### [Brief]
In the data below, find each line containing the string "target" and return it.

### [Data shown]

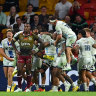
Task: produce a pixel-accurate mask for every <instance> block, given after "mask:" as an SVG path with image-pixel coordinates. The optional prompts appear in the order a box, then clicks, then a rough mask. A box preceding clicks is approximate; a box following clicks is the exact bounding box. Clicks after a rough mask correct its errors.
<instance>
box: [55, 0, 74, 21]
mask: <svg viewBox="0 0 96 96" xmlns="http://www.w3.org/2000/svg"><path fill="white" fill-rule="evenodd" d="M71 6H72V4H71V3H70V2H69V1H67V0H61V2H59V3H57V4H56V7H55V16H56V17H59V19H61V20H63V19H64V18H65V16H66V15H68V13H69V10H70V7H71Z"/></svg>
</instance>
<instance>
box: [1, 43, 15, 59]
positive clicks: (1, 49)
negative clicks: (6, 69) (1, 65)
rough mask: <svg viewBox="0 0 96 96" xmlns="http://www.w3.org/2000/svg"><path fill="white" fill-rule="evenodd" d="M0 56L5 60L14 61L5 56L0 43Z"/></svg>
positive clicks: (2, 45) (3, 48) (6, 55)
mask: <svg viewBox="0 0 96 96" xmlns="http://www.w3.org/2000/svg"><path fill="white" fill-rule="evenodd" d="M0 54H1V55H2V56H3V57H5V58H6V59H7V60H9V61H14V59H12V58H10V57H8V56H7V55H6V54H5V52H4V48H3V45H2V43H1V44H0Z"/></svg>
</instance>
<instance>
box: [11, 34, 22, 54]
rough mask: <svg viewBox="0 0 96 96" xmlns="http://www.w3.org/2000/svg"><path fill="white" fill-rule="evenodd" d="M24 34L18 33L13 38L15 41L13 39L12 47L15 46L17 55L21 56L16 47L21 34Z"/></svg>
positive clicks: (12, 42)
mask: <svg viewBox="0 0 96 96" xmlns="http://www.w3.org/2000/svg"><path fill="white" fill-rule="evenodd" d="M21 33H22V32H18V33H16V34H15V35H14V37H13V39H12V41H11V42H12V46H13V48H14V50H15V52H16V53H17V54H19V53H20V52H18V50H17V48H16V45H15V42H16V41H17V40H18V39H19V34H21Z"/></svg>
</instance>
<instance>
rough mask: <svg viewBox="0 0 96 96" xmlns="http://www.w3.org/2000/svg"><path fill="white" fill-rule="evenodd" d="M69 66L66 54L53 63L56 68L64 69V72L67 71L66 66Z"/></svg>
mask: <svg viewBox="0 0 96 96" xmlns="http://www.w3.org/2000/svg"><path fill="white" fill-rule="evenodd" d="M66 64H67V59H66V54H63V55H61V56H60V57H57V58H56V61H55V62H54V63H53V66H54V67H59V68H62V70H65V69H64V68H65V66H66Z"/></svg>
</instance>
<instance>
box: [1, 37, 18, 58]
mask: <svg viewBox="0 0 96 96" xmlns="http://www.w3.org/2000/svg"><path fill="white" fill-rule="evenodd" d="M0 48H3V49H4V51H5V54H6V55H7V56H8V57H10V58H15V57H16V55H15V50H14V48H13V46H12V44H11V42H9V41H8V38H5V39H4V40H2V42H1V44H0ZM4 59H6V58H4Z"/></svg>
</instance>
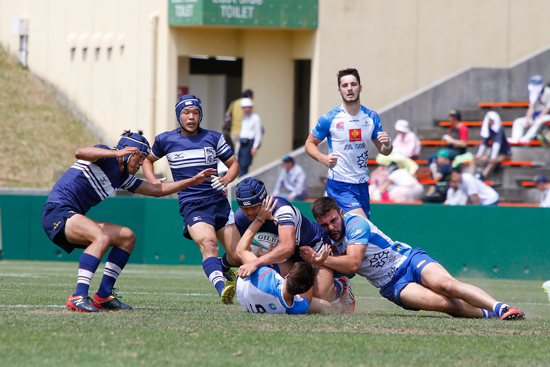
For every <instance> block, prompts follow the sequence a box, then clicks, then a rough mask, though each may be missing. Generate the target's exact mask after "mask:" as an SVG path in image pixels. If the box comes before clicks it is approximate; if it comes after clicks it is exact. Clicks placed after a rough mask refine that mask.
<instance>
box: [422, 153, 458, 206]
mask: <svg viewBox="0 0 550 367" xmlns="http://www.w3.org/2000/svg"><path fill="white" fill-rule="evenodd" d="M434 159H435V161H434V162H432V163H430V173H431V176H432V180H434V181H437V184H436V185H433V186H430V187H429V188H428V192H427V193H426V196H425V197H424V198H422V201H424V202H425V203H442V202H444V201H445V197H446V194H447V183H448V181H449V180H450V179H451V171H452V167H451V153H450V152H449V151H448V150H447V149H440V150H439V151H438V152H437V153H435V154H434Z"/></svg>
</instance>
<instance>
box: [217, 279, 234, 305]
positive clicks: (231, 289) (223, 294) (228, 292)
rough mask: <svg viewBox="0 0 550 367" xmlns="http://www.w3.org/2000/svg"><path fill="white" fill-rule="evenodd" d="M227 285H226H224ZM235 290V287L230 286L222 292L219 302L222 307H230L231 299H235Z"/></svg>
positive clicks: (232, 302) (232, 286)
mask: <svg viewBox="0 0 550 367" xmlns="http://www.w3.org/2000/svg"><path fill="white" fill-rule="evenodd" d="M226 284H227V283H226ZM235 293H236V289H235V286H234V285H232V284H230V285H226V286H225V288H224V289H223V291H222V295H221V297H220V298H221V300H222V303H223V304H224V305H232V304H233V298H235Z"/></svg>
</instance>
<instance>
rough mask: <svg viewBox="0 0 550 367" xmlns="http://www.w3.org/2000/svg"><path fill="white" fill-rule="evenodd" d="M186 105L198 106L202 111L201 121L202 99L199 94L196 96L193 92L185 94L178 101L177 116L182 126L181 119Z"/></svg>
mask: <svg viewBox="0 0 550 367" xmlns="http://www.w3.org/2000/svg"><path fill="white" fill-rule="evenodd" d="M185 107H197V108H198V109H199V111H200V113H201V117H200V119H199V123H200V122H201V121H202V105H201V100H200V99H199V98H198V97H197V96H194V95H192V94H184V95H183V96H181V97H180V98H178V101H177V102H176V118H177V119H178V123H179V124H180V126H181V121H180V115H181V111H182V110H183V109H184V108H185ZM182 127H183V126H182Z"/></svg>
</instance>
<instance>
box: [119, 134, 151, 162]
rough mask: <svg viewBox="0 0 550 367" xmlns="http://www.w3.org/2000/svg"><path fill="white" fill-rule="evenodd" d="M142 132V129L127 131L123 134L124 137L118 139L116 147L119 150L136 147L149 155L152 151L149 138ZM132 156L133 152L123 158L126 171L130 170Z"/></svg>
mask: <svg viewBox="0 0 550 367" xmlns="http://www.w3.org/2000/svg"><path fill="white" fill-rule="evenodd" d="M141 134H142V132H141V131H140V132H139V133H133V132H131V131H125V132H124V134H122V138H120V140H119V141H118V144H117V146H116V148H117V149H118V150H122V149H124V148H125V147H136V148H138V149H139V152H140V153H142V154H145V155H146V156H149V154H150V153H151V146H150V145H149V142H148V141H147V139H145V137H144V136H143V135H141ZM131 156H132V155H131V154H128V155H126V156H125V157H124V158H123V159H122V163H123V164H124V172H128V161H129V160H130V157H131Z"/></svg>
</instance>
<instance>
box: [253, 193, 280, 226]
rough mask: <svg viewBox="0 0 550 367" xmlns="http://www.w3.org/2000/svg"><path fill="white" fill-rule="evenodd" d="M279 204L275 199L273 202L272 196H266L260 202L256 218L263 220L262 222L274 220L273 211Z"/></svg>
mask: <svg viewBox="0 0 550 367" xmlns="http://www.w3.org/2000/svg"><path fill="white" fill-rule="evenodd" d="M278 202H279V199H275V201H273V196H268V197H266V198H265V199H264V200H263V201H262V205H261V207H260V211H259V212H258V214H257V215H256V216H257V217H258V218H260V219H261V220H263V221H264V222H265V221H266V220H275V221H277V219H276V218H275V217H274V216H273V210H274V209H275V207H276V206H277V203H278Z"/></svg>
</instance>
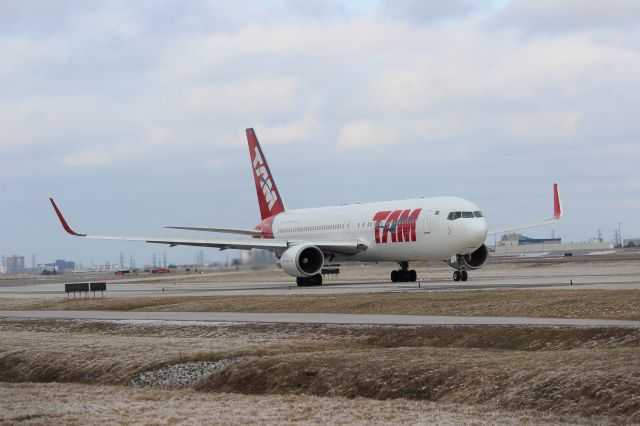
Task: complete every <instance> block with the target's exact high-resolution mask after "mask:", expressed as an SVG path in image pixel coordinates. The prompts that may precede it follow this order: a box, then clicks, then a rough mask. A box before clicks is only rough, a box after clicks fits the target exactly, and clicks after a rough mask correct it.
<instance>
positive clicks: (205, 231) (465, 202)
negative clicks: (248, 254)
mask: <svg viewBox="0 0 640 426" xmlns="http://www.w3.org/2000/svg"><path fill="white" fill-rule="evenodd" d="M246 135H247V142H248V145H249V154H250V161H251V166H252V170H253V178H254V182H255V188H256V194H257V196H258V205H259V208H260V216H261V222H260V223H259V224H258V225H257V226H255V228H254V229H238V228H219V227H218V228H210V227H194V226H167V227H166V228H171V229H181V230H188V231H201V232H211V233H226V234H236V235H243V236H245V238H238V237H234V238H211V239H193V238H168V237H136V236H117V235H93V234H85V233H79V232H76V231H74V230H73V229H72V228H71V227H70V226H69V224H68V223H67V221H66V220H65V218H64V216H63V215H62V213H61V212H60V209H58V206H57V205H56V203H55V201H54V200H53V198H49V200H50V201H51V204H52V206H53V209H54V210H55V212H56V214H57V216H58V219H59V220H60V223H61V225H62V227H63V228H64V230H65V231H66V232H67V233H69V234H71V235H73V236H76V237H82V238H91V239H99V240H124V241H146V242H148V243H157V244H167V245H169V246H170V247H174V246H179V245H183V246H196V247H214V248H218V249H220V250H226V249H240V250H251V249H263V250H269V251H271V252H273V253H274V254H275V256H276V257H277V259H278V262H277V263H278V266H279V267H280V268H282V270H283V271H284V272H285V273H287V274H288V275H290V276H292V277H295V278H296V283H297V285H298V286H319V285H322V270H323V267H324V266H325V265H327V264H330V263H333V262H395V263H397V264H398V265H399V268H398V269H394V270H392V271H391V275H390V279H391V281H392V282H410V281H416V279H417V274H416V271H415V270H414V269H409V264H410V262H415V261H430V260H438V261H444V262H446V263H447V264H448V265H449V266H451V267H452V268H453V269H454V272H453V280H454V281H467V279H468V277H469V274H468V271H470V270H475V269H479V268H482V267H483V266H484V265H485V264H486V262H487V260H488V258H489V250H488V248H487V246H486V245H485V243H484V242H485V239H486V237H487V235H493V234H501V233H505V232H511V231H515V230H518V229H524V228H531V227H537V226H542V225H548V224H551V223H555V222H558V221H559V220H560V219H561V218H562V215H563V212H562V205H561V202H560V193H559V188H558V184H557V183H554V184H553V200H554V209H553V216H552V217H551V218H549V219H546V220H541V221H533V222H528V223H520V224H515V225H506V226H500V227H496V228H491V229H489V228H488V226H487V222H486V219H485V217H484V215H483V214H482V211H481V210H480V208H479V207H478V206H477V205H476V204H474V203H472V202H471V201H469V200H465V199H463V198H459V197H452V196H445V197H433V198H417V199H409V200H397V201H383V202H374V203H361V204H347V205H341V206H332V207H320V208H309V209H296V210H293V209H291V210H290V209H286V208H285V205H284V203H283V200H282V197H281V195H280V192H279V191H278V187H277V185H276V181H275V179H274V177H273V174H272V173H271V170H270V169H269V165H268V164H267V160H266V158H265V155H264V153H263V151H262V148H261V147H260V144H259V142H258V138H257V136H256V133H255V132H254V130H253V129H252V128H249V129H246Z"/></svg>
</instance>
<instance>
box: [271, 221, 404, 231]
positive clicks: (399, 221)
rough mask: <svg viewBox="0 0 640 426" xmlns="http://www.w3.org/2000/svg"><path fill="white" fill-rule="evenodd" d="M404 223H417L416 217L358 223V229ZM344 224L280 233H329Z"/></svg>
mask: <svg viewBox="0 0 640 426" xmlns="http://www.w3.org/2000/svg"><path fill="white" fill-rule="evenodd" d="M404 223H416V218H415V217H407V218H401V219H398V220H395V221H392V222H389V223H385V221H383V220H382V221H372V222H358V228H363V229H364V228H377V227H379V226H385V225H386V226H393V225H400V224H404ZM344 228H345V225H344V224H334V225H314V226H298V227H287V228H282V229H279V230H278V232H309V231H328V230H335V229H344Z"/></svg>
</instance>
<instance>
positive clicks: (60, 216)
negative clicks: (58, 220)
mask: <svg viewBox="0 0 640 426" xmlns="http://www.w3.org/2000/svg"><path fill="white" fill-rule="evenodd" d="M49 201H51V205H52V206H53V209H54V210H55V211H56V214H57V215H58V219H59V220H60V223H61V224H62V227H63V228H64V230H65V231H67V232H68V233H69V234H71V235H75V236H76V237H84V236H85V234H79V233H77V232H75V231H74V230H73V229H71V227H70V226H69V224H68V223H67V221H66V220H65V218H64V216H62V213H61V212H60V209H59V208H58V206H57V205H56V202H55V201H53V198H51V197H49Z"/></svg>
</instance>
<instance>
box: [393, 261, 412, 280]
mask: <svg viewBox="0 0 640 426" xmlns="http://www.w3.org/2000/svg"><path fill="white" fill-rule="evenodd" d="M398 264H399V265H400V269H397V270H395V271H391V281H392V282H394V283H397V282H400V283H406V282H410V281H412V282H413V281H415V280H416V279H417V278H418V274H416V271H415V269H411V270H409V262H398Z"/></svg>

### [Exercise response]
For every <instance> block, prompts follow the sequence a box, then clicks, then a rough mask, though each may be missing. Generate the target's exact mask after "mask:" as an SVG path in image pixels. If the box comes before clicks it is approximate; if it comes after clicks it is exact. Clicks placed after a rough mask refine that mask.
Task: complete every <instance> block with the target's exact high-resolution mask after "mask:", expressed as an SVG path in image pixel coordinates. The prompts that may precede it follow this order: a box, then clicks, then a rough mask. A box before clicks is only rough, a box after clicks fits the target exactly, and clicks after a rough mask correct it.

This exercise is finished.